▸ Enunciado 1
Repita literalmente as linhas das entradas começando na que contém "Guideline: for every instance of the dark necktie, the" e terminando na que contém "<point>238,55</point>", com as duas incluídas.

▸ Artigo
════════

Em Habeas Corpus impetrado pela defesa de réu delatado, por maioria, o plenário do STF definiu que a fase de alegações finais deve seguir a ordem constitucional sucessiva, qual seja, acusação, delator e por fim deletado.

Comentário

Entre o final de setembro e o início deste mês de outubro, os holofotes da mídia se voltaram para o julgamento no Supremo Tribunal Federal – STF do Habeas Corpus nº 166.373, que foi divulgado por parte da imprensa sensacionalista como o “julgamento que poderia anular condenações da Lava Jato”.

Ainda que a controvérsia jurídica pudesse se resumir à ordem de apresentação das alegações finais no processo penal –– especialmente quando há participação de réu delator no processo (questão esta exclusivamente técnica) ––, o embate foi muito mais profundo em razão das consequências que tal decisão poderá ter como precedente para outros casos.

É neste aspecto que reside a preocupação de como se dará a repercussão desta decisão em relação a outros casos já julgados e com condenação, o que ainda não foi totalmente definido pelo Tribunal.

No que se refere ao mérito da decisão, se for analisado detidamente o andamento processual, é possível afastar um dos fundamentos do voto do Min. Fachin para denegar o habeas corpus (que foi seguido por Barroso, Fux e Marco Aurélio).

Houve prejuízo e a defesa assim se insurgiu tempestivamente contra a ilegalidade: “O Ministério Público ofereceu denúncia em junho de 2017. Ao final da instrução, mais especificamente em 14 de novembro de 2017, o magistrado determinou prazo comum para apresentação das alegações finais, o que foi prontamente impugnado no processo pela defesa, que teve seu pedido para postergar as alegações finais negado pelo magistrado de primeiro grau com fundamento na ausência de previsão legal (seja no CPP ou na Lei nº 12.850/13).”

Isso ensejou uma série de recursos, quais sejam: (I) Recurso de Habeas Corpus perante o Tribunal Regional Federal da 4ª Região (dezembro/2017), (II) Recurso ordinário perante o Superior Tribunal De Justiça (maio/2018) e, igualmente, após publicação da sentença que condenou o réu, a questão também foi suscitada em tese preliminar na (III) Apelação (fevereiro/2019).

════════

▸ Dados do exercício
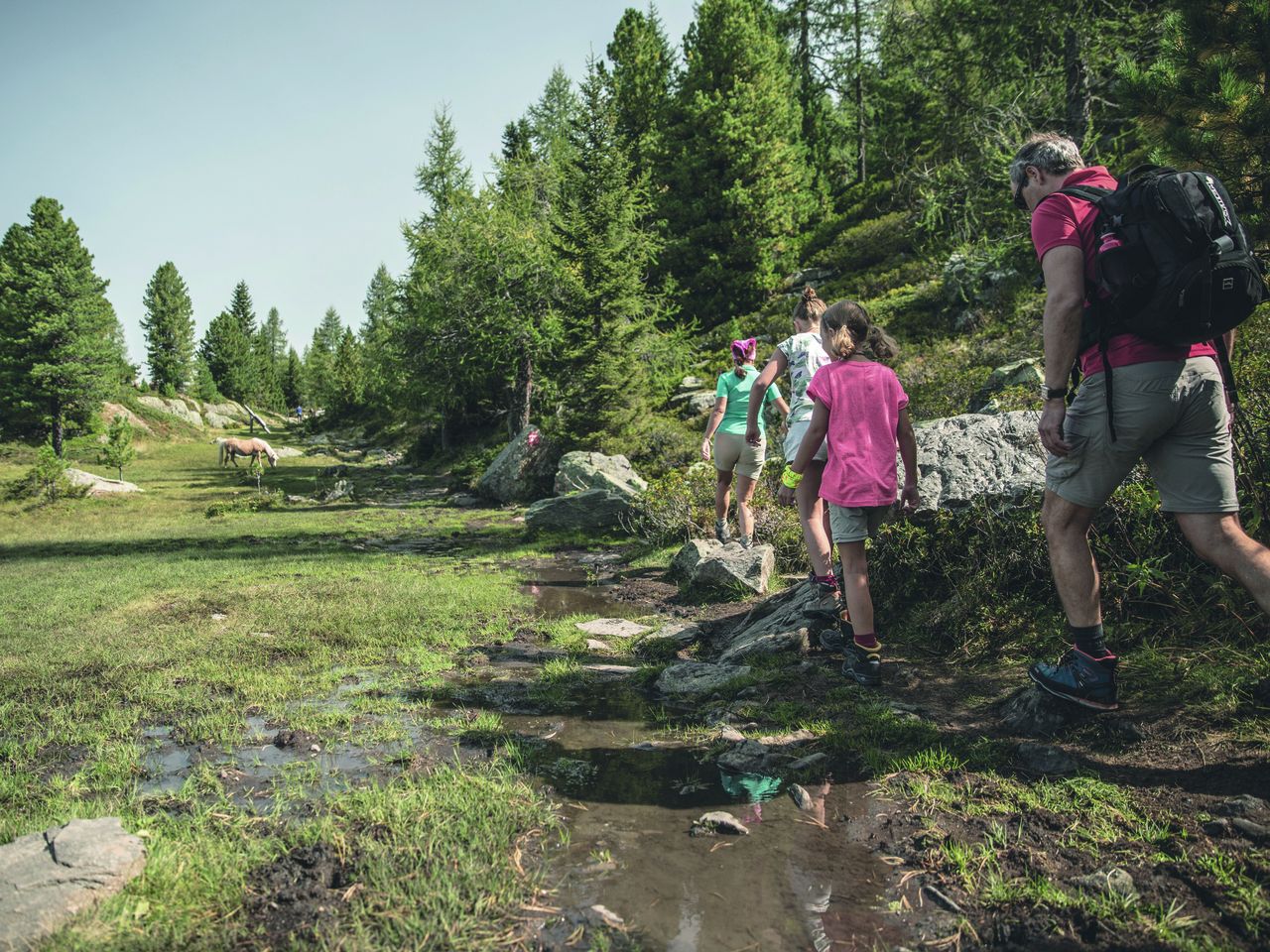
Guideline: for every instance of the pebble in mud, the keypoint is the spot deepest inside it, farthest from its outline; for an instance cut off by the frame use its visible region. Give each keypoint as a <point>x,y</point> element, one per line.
<point>717,821</point>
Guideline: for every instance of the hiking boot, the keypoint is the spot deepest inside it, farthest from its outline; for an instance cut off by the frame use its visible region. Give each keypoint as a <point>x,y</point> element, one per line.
<point>862,665</point>
<point>1080,678</point>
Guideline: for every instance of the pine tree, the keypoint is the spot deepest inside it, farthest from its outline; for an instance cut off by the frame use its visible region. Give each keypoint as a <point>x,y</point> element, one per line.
<point>229,357</point>
<point>444,177</point>
<point>608,312</point>
<point>1206,98</point>
<point>293,380</point>
<point>118,449</point>
<point>737,175</point>
<point>380,359</point>
<point>318,361</point>
<point>169,326</point>
<point>640,85</point>
<point>60,350</point>
<point>347,375</point>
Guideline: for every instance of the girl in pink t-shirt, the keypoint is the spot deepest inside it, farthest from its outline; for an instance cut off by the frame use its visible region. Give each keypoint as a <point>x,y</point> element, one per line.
<point>862,412</point>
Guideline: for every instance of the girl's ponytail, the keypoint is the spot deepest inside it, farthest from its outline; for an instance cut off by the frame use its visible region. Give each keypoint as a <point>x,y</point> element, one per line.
<point>810,306</point>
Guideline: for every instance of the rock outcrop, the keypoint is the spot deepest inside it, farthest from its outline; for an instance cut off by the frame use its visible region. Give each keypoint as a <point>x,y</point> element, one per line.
<point>775,625</point>
<point>520,471</point>
<point>1020,373</point>
<point>100,485</point>
<point>48,878</point>
<point>697,678</point>
<point>592,511</point>
<point>580,471</point>
<point>969,457</point>
<point>711,566</point>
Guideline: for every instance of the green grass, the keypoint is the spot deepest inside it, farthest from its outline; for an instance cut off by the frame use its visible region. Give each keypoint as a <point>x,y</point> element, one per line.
<point>137,611</point>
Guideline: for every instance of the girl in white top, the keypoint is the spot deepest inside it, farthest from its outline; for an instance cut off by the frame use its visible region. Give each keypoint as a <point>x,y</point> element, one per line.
<point>802,354</point>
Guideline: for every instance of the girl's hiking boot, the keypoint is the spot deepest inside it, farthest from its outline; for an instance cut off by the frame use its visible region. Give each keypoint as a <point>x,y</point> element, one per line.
<point>1084,680</point>
<point>862,664</point>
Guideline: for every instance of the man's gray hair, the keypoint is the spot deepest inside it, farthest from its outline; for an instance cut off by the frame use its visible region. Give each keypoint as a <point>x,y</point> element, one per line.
<point>1048,151</point>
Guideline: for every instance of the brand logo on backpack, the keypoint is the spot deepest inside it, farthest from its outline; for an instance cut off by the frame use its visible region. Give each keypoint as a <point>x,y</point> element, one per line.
<point>1210,184</point>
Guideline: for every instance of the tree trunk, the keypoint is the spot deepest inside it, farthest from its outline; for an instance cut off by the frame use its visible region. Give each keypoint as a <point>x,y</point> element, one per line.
<point>860,94</point>
<point>1078,86</point>
<point>59,426</point>
<point>524,390</point>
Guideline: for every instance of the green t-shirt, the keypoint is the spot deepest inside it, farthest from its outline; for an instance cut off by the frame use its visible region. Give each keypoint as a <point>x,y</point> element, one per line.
<point>737,390</point>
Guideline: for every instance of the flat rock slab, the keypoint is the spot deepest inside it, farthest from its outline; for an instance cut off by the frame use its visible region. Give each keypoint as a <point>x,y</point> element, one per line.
<point>611,629</point>
<point>100,485</point>
<point>48,878</point>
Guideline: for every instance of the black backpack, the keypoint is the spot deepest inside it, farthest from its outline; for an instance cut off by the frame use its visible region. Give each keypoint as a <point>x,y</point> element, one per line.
<point>1174,263</point>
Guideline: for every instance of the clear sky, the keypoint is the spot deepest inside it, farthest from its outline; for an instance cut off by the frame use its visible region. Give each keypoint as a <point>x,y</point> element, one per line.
<point>270,141</point>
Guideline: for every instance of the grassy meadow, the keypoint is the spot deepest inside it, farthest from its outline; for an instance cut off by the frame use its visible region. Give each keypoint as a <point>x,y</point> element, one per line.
<point>141,612</point>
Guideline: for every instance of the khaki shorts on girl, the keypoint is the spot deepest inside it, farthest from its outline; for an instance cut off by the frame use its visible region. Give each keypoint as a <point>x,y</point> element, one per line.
<point>734,454</point>
<point>855,524</point>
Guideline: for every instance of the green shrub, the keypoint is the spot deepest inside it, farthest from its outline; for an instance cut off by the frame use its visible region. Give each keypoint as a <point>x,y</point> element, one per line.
<point>245,503</point>
<point>46,481</point>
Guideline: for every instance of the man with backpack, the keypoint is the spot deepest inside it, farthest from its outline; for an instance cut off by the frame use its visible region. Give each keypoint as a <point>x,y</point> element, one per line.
<point>1135,278</point>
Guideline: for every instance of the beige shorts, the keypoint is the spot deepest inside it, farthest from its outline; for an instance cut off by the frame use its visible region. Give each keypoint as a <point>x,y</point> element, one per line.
<point>1169,413</point>
<point>734,454</point>
<point>851,524</point>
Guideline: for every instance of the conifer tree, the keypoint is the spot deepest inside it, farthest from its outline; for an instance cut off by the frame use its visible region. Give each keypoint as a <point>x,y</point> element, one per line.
<point>444,177</point>
<point>1206,98</point>
<point>318,359</point>
<point>380,361</point>
<point>345,370</point>
<point>640,84</point>
<point>169,327</point>
<point>60,352</point>
<point>229,357</point>
<point>608,312</point>
<point>737,173</point>
<point>293,380</point>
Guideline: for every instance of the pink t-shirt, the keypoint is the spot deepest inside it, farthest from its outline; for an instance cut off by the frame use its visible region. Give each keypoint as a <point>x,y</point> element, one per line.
<point>1065,220</point>
<point>864,400</point>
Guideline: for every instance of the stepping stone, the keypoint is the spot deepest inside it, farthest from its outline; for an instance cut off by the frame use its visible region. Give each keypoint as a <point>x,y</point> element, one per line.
<point>48,878</point>
<point>612,629</point>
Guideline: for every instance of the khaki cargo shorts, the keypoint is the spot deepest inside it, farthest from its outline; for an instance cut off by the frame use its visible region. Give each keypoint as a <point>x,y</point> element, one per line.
<point>734,454</point>
<point>1170,414</point>
<point>855,524</point>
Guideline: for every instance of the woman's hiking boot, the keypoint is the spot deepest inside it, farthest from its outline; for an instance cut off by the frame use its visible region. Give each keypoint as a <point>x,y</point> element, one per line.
<point>862,664</point>
<point>1084,680</point>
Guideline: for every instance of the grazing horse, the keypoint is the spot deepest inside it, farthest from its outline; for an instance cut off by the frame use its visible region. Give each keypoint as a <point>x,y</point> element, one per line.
<point>231,447</point>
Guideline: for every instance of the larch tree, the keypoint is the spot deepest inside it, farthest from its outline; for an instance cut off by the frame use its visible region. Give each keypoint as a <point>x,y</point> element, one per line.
<point>60,350</point>
<point>169,329</point>
<point>737,171</point>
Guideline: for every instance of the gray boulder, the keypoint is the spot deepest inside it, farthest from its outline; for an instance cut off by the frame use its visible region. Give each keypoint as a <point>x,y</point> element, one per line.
<point>776,625</point>
<point>520,471</point>
<point>592,511</point>
<point>49,878</point>
<point>711,566</point>
<point>1026,372</point>
<point>968,457</point>
<point>100,485</point>
<point>695,678</point>
<point>580,471</point>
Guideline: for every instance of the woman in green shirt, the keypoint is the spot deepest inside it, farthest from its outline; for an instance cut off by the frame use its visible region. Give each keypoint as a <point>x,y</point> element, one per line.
<point>731,453</point>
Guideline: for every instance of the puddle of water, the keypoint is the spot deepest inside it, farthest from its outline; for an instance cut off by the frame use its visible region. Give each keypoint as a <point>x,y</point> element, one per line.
<point>561,590</point>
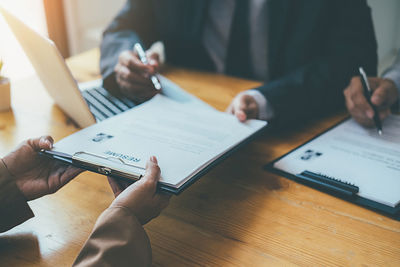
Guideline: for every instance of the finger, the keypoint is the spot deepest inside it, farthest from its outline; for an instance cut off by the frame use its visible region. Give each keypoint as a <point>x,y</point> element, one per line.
<point>360,117</point>
<point>152,175</point>
<point>131,60</point>
<point>384,113</point>
<point>43,142</point>
<point>380,97</point>
<point>154,61</point>
<point>229,109</point>
<point>116,187</point>
<point>361,105</point>
<point>240,115</point>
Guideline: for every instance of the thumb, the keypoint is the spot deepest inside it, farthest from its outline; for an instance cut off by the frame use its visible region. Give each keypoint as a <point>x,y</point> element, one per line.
<point>242,107</point>
<point>241,115</point>
<point>153,172</point>
<point>44,142</point>
<point>379,97</point>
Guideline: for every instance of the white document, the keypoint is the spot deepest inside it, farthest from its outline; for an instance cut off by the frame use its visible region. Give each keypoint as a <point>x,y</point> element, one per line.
<point>355,155</point>
<point>184,136</point>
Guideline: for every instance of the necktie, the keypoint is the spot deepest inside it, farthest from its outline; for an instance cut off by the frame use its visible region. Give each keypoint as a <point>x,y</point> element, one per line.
<point>238,56</point>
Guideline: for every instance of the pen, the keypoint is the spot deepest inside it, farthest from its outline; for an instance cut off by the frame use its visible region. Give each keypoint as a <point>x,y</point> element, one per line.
<point>368,94</point>
<point>142,55</point>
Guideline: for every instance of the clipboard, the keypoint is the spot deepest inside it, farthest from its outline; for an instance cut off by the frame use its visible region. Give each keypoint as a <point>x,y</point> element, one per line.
<point>333,186</point>
<point>78,161</point>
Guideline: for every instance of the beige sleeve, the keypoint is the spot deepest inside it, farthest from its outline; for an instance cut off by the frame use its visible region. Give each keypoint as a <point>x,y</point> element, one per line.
<point>14,209</point>
<point>118,239</point>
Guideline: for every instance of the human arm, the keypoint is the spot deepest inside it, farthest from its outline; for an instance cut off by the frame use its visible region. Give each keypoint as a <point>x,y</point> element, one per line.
<point>118,238</point>
<point>120,67</point>
<point>24,176</point>
<point>301,89</point>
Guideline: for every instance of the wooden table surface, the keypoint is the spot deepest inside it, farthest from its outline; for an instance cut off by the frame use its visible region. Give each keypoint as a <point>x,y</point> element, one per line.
<point>237,215</point>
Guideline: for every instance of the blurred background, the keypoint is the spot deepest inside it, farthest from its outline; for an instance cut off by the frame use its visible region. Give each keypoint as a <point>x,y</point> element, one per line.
<point>76,26</point>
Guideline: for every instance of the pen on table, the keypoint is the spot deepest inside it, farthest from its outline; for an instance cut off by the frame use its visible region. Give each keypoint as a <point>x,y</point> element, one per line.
<point>142,56</point>
<point>368,94</point>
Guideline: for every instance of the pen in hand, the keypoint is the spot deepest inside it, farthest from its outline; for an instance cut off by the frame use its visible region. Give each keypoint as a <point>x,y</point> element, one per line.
<point>368,94</point>
<point>143,58</point>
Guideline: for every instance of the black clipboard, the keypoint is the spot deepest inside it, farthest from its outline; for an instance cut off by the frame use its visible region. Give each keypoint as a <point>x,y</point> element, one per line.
<point>392,212</point>
<point>68,159</point>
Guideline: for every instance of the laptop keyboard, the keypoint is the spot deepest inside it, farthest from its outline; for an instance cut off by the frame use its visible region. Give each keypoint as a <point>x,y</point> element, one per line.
<point>103,105</point>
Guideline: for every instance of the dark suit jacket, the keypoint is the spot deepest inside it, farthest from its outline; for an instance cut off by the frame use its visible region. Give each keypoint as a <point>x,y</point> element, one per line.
<point>315,47</point>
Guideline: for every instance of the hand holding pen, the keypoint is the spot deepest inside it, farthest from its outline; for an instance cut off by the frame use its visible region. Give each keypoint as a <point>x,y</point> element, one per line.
<point>135,75</point>
<point>360,101</point>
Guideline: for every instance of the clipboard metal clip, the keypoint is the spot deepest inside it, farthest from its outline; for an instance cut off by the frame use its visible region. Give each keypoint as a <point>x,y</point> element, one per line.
<point>80,158</point>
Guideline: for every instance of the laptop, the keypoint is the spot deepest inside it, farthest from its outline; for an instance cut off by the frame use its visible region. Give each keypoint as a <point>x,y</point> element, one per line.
<point>85,103</point>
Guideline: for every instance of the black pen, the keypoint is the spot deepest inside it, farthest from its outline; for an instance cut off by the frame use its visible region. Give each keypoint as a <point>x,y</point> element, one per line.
<point>368,94</point>
<point>142,56</point>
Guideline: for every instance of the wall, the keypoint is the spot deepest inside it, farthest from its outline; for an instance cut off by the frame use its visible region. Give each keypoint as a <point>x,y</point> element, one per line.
<point>16,64</point>
<point>386,16</point>
<point>86,20</point>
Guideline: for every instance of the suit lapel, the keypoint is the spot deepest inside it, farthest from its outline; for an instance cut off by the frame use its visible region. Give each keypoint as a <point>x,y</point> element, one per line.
<point>278,15</point>
<point>195,14</point>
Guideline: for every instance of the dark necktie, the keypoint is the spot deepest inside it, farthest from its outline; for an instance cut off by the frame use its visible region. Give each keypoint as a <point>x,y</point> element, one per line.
<point>238,55</point>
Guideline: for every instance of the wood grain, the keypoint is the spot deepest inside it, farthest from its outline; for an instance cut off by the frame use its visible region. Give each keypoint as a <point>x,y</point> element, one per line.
<point>237,215</point>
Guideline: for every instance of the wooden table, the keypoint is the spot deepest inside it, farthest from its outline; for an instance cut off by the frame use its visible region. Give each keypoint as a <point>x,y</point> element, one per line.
<point>237,214</point>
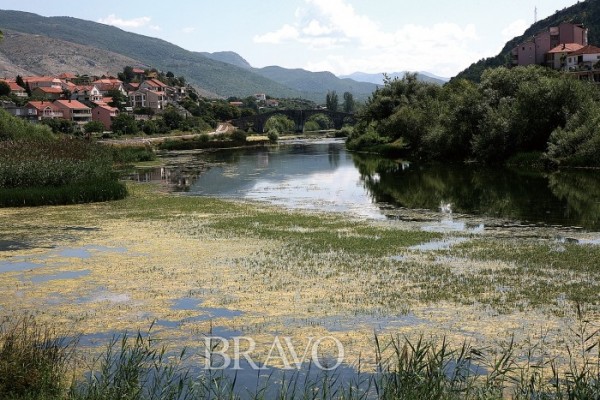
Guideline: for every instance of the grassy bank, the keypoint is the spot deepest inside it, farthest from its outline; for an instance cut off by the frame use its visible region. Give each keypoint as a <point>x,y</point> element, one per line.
<point>56,171</point>
<point>508,295</point>
<point>35,363</point>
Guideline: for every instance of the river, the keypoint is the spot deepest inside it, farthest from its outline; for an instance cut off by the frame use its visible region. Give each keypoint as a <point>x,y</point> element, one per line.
<point>322,175</point>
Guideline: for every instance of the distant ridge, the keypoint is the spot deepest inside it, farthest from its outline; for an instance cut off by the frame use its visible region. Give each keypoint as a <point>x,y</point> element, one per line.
<point>585,12</point>
<point>223,74</point>
<point>377,79</point>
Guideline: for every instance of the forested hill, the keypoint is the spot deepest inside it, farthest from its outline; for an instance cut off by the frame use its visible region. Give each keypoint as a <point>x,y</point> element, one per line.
<point>585,12</point>
<point>223,73</point>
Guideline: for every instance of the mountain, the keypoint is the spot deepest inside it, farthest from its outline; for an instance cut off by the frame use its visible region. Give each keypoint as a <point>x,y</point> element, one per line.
<point>585,12</point>
<point>309,82</point>
<point>222,73</point>
<point>377,79</point>
<point>229,57</point>
<point>54,56</point>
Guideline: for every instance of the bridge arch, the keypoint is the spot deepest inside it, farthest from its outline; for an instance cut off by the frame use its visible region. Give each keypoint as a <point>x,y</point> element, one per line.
<point>257,122</point>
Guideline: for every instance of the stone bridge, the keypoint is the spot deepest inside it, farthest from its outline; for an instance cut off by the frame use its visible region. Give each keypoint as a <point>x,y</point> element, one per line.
<point>257,122</point>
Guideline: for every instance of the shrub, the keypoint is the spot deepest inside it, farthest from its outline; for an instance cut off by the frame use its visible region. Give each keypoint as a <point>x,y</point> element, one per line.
<point>239,136</point>
<point>65,171</point>
<point>273,136</point>
<point>33,360</point>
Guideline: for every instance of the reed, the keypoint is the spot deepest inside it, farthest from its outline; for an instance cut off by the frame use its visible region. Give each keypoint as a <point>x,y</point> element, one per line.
<point>35,363</point>
<point>56,171</point>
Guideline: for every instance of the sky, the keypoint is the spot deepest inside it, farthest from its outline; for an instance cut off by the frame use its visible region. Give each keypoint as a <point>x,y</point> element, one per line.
<point>341,36</point>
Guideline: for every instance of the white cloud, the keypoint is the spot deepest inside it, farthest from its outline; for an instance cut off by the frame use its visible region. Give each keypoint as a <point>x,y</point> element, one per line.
<point>139,22</point>
<point>315,28</point>
<point>516,28</point>
<point>358,43</point>
<point>284,34</point>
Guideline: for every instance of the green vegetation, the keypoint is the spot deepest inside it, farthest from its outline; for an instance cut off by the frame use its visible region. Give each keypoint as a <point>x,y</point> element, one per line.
<point>37,168</point>
<point>583,12</point>
<point>37,364</point>
<point>512,111</point>
<point>205,141</point>
<point>15,128</point>
<point>216,78</point>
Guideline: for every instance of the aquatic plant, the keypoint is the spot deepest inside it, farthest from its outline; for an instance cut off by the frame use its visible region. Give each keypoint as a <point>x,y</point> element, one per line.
<point>61,171</point>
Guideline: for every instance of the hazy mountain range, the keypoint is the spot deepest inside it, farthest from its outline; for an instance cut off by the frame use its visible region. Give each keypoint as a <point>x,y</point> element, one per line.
<point>39,45</point>
<point>584,12</point>
<point>378,78</point>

════════

▸ Enunciado 2
Cite do artigo sobre o julgamento no STF o trecho que começa em "Ainda que a" e termina em "definido pelo Tribunal.".

▸ Resposta correta 1
Guideline: for every instance of the dark necktie, the keypoint is the spot deepest inside it, farthest from its outline; for an instance cut off by the frame use its visible region. Give each keypoint as a <point>x,y</point> element, one per line.
<point>238,55</point>

▸ Resposta correta 2
Ainda que a controvérsia jurídica pudesse se resumir à ordem de apresentação das alegações finais no processo penal –– especialmente quando há participação de réu delator no processo (questão esta exclusivamente técnica) ––, o embate foi muito mais profundo em razão das consequências que tal decisão poderá ter como precedente para outros casos.

É neste aspecto que reside a preocupação de como se dará a repercussão desta decisão em relação a outros casos já julgados e com condenação, o que ainda não foi totalmente definido pelo Tribunal.